begin Items

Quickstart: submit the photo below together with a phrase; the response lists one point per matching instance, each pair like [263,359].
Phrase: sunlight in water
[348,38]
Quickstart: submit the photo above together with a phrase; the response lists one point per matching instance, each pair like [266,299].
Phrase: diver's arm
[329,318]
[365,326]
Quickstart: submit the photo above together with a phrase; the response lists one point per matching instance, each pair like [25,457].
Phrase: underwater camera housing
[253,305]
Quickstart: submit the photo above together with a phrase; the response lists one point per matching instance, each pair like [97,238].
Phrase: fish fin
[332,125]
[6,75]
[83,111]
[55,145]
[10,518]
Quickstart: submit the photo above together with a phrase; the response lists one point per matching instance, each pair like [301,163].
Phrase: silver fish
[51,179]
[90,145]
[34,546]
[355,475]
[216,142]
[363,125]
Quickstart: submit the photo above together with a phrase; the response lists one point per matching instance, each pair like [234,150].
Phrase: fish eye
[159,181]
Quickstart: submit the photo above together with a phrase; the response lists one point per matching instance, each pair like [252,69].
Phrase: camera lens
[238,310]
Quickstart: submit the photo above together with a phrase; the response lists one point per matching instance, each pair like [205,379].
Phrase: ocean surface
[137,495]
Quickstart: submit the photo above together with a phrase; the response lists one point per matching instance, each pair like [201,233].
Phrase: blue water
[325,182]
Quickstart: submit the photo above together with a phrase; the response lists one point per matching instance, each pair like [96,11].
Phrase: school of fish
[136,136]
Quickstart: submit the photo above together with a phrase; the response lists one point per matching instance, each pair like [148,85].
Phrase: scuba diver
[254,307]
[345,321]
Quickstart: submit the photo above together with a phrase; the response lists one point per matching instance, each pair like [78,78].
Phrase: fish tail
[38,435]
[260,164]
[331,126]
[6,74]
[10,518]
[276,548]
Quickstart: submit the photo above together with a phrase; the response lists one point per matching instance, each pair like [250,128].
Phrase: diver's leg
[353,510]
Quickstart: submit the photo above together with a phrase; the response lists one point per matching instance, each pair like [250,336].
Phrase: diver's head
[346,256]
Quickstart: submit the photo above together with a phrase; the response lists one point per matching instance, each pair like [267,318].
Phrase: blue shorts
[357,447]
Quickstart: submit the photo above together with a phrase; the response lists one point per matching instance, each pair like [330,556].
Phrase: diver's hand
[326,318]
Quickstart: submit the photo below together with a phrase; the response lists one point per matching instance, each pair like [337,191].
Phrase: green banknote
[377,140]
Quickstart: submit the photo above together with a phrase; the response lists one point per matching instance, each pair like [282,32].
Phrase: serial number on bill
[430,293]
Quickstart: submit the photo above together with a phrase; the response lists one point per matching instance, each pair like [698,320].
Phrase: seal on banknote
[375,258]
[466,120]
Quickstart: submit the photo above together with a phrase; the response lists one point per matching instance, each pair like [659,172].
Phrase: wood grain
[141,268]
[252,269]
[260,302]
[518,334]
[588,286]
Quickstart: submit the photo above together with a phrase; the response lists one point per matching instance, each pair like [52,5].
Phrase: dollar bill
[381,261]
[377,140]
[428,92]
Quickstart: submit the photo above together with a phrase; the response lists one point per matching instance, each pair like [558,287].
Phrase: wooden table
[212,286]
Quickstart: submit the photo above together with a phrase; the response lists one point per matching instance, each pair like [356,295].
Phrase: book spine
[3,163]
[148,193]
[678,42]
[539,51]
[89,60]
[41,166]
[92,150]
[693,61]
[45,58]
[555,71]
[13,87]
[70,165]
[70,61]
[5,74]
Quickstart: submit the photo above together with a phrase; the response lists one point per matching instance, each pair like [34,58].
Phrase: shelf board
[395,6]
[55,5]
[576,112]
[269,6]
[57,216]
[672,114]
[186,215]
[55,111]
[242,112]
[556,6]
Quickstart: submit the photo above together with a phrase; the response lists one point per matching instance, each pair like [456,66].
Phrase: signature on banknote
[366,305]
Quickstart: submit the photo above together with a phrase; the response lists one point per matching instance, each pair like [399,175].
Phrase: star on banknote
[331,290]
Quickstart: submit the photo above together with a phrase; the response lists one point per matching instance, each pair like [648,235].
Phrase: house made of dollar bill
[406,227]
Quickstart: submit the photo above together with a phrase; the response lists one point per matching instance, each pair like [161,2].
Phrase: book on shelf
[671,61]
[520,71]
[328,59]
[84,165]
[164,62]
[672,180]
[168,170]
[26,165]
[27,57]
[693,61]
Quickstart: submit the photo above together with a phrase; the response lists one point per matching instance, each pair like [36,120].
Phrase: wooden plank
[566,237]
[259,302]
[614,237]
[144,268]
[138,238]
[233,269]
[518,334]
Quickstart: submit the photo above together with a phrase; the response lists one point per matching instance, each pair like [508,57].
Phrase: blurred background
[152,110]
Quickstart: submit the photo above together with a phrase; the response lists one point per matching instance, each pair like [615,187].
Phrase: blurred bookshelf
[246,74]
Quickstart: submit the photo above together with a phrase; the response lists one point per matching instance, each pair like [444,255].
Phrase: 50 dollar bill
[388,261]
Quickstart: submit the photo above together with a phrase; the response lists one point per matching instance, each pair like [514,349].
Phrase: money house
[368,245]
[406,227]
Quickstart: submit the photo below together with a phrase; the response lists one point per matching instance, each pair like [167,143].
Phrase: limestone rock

end Items

__Goal__
Copy out every one of the entries above word for word, without changing anything.

__Task output__
Quickstart: submit the photo below together with a phrase; the response lists one point per matching instance, each pair like [263,359].
Phrase: sunlight in water
[348,38]
Quickstart: submit the photo above together with a phrase; the response lists one point per matching instance, each pair like [266,299].
Phrase: diver's arm
[329,318]
[365,326]
Quickstart: submit the photo above together with a phrase; the response lists one point per matching instance, each pair like [25,457].
Phrase: underwater camera housing
[253,305]
Quickstart: submit the photo above together with a phrase; the response lists one point per matching instance, each pair like [97,238].
Phrase: fish fin
[332,125]
[6,75]
[83,111]
[55,145]
[10,518]
Quickstart: submit the photo above together with a phrase; the response lists one point per matching instance, each pair like [301,163].
Phrase: silver fish
[51,179]
[90,145]
[34,546]
[355,475]
[216,142]
[363,125]
Quickstart: submit the photo above together with a phrase; the response lists one point per matching instance, each pair like [234,150].
Phrase: fish eye
[159,181]
Quickstart: submit the photo above together with a phrase; the response lists one point per matching instance, each pair like [252,69].
Phrase: camera lens
[238,310]
Quickstart: submit the photo above together with a phrase; the response lists one point per matching instance, each pair like [205,379].
Phrase: ocean surface
[137,495]
Quickstart: submit the photo above together with a phrase; the response lists one point per matching instance, each pair like [201,233].
Phrase: blue water
[325,182]
Quickstart: submit the photo above together with a phrase; the response lists one point per matching instance, each pair like [96,11].
Phrase: school of fish
[136,136]
Quickstart: submit the photo above together with a phrase; the response lists one point per matching instance, each pair like [148,85].
Phrase: scuba diver
[254,307]
[345,321]
Quickstart: submit the photo above together with a phrase; the response lists one point per matching instance, each pair like [78,78].
Phrase: fish tail
[38,435]
[260,164]
[331,126]
[6,74]
[10,518]
[276,548]
Quickstart: submit the photo above together with a phrase; the response lists one point per matching instance, each pair like [250,128].
Phrase: diver's leg
[353,510]
Quickstart: submit the photo above together with a phrase; the response lists one point per matching instance, each pair like [250,336].
Phrase: diver's head
[346,256]
Quickstart: submit the photo above together with a phrase; the response lists one point per matching instance, each pair like [267,318].
Phrase: blue shorts
[357,447]
Quickstart: submit the photo above together with a phrase; the response lists one point per matching instance, each pair like [330,556].
Phrase: diver's hand
[326,318]
Quickstart: submit the photo below together with a phrase; the response lists one point per matching instance, each pair like [337,191].
Phrase: green banknote
[377,140]
Quickstart: submit the photo above together with a phrase; the response lists one point per matching instance, each pair like [282,32].
Phrase: serial number on bill
[430,293]
Quickstart: submit the photo above together with a phrase; the response lists one point per matching instance, each pair like [698,320].
Phrase: seal on banknote
[375,258]
[466,120]
Quickstart: submit the photo above together with a phrase; the response lists one point per matching instance, each pair like [659,172].
Phrase: wood grain
[141,268]
[252,269]
[260,302]
[518,334]
[588,286]
Quickstart: submit the photo above together with a phrase; the response lists one point per matching instance, each pair like [52,5].
Phrase: dollar bill
[381,261]
[377,140]
[428,92]
Quickstart: submit the photo above together with a phrase; the response lists one point per matching instance, each pair like [558,287].
Phrase: wooden table
[212,286]
Quickstart: submit the photo above together with a phrase; the response lists one point per matching instance, each pair like [356,295].
Phrase: book spine
[3,163]
[148,193]
[678,42]
[539,51]
[89,60]
[41,166]
[92,150]
[693,61]
[45,58]
[555,71]
[13,87]
[70,165]
[70,61]
[5,74]
Quickstart: submit the photo above together with a phrase; the response lists one point per matching instance, each pair like [34,58].
Phrase: shelf board
[395,6]
[55,5]
[576,112]
[269,6]
[57,216]
[672,114]
[186,215]
[55,111]
[242,112]
[556,6]
Quickstart: submit the photo above together with a phrase; the response lists one point per matching instance, each pair like [456,66].
Phrase: signature on banknote
[366,305]
Quickstart: submit the photo above together with a phrase; the response lists one point per matching instance, each pair like [399,175].
Phrase: star on banknote
[331,290]
Quickstart: submit the photo above together with a phrase; the response lists one point per matching instance, each pair like [648,235].
Phrase: house made of dollar bill
[406,227]
Quickstart: submit the photo above together with a phrase; the response lists one point per matching instance, each pair like [161,2].
Phrase: book on shelf
[671,61]
[520,71]
[328,59]
[84,165]
[164,62]
[672,180]
[168,170]
[26,165]
[27,57]
[693,61]
Quickstart: submit the photo above together with a phrase; the response lists one point per matching instance, each pair like [36,120].
Phrase: wooden plank
[566,237]
[259,302]
[614,237]
[144,268]
[138,238]
[233,269]
[518,334]
Quickstart: submit the photo above together with a phrase; the response lists one point per matching instance, each pair like [508,57].
Phrase: blurred background
[152,110]
Quickstart: submit the photo above together with a phrase; the response lists one point per matching instance, each pair like [615,187].
Phrase: blurred bookshelf
[246,74]
Quickstart: submit the photo above together with a phrase; the response lists one point per matching instance, each pair like [444,255].
Phrase: 50 dollar bill
[388,261]
Quickstart: submit the photo above together with a phrase; the response lists one point per matching instance, each pair like [514,349].
Phrase: money house
[368,245]
[406,227]
Quickstart: submit the photo below together with a phrase; the response lists one point per matching instance, each pair like [167,143].
Phrase: limestone rock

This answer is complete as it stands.